§ What the exercise asks
Determine how many lines below contain the string "segment" and give that number without anything else.

#### Given data ####

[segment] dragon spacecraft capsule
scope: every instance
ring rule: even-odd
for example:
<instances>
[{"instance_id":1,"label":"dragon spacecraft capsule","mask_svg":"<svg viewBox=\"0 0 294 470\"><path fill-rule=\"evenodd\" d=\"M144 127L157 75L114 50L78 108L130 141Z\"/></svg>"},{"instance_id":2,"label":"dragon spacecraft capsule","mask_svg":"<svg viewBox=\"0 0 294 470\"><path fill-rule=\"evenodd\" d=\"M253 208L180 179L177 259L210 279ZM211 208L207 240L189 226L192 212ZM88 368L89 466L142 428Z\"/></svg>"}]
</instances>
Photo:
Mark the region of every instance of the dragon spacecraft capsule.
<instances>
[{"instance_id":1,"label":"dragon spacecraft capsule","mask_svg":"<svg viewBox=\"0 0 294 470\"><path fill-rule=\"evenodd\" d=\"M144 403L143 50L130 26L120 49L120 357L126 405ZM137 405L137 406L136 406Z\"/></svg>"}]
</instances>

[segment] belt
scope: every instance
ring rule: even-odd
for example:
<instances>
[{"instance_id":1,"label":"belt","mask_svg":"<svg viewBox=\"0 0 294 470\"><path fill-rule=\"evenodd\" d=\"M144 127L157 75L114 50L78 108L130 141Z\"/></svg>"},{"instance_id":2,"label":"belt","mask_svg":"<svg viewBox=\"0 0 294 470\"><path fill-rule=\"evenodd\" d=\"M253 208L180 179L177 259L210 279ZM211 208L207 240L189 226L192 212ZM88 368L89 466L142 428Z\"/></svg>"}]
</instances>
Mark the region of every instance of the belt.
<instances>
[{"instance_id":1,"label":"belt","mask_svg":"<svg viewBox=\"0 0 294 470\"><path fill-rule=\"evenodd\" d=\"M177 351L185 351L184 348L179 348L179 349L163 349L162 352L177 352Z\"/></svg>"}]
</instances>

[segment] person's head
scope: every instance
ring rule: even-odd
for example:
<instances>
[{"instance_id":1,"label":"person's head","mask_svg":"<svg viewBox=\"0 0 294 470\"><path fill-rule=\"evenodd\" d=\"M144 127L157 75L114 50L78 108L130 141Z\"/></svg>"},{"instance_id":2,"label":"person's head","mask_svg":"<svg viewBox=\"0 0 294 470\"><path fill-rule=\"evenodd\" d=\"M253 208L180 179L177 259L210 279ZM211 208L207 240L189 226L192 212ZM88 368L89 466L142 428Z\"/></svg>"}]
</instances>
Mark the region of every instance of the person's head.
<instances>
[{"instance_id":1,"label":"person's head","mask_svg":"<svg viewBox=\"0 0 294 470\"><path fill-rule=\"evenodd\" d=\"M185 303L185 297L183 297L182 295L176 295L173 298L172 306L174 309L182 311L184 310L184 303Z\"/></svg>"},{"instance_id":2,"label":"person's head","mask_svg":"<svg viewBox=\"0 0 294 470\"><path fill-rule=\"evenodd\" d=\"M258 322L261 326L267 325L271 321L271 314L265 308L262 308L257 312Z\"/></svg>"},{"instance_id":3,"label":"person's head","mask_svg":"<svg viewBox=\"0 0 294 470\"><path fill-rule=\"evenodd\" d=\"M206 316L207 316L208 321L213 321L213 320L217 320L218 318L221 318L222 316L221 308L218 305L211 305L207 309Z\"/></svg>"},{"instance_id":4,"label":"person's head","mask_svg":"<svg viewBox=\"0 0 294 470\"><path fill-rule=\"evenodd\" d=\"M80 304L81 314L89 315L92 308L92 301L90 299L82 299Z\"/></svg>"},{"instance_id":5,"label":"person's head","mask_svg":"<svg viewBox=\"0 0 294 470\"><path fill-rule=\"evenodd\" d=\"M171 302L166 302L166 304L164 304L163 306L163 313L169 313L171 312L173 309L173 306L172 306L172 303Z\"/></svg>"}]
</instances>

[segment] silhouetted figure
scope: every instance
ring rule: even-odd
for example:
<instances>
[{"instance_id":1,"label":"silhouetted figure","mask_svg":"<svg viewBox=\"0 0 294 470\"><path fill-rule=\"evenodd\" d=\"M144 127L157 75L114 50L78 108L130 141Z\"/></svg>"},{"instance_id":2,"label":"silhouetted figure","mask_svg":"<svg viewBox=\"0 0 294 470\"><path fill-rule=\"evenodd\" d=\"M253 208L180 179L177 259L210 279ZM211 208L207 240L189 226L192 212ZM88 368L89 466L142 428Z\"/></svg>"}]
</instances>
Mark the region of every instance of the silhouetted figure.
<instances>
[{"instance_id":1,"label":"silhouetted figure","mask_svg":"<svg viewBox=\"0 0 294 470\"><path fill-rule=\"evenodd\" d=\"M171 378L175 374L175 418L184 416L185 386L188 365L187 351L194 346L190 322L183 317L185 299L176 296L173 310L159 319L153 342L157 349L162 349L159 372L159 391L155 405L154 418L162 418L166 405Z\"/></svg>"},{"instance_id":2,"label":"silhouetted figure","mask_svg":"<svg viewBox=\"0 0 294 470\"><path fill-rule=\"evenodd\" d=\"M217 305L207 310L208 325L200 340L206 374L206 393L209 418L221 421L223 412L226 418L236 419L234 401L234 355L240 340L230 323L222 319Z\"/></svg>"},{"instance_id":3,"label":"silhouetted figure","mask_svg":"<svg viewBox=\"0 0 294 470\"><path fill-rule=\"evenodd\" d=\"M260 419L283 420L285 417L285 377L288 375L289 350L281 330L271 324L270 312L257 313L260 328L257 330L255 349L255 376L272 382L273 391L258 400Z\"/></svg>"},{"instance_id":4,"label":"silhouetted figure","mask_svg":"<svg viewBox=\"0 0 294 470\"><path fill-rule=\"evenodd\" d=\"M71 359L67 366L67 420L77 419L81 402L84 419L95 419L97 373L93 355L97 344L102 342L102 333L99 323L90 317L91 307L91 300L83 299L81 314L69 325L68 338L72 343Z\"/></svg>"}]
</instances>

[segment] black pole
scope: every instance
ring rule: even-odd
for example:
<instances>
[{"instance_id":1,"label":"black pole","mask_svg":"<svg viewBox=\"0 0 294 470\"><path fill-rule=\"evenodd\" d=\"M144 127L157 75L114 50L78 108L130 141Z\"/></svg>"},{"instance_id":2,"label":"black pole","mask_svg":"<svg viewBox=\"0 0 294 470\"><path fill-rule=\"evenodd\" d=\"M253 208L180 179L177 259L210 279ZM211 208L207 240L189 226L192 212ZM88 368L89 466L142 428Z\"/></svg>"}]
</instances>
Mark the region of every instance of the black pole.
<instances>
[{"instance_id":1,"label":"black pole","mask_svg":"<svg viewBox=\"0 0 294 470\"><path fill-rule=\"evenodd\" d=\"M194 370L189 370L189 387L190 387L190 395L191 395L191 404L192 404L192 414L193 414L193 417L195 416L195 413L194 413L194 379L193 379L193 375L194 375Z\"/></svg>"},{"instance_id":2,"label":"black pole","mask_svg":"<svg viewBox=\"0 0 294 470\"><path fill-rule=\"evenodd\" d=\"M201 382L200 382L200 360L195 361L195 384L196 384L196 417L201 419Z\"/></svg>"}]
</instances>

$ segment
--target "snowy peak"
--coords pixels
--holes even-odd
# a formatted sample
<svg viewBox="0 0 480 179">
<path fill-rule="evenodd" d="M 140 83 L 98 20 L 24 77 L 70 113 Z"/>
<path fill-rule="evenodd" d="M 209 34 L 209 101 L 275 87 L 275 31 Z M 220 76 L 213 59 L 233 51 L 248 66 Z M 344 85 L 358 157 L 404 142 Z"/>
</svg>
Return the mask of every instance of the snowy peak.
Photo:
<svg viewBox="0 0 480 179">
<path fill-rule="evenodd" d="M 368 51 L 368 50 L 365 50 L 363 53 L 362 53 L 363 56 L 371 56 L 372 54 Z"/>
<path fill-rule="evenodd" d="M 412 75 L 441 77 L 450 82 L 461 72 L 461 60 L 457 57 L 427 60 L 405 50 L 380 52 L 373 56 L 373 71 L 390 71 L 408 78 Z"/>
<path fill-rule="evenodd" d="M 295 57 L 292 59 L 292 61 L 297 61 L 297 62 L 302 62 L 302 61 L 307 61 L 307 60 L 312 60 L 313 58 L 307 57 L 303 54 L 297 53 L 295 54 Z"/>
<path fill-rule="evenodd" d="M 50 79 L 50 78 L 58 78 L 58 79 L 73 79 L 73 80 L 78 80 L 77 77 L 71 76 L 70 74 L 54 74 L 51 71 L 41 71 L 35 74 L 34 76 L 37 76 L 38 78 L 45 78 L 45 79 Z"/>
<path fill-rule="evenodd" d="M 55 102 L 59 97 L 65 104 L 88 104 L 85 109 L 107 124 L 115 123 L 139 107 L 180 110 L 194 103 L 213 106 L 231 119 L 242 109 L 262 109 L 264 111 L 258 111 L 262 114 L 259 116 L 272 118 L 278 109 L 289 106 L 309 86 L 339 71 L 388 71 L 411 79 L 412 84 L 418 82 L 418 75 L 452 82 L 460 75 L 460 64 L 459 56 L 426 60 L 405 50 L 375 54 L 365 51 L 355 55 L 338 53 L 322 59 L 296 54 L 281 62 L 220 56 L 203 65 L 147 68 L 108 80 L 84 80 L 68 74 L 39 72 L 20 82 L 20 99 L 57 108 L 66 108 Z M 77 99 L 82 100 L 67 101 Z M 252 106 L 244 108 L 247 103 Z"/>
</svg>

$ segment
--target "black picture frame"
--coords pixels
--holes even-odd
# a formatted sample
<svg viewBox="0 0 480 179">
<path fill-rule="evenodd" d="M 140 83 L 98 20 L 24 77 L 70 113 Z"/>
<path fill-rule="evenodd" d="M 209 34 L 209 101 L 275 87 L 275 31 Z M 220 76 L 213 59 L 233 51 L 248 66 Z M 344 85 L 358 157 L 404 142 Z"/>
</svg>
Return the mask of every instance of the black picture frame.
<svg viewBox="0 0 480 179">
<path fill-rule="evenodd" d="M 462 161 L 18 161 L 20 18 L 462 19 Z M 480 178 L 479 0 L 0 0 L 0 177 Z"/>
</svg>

####

§ Response below
7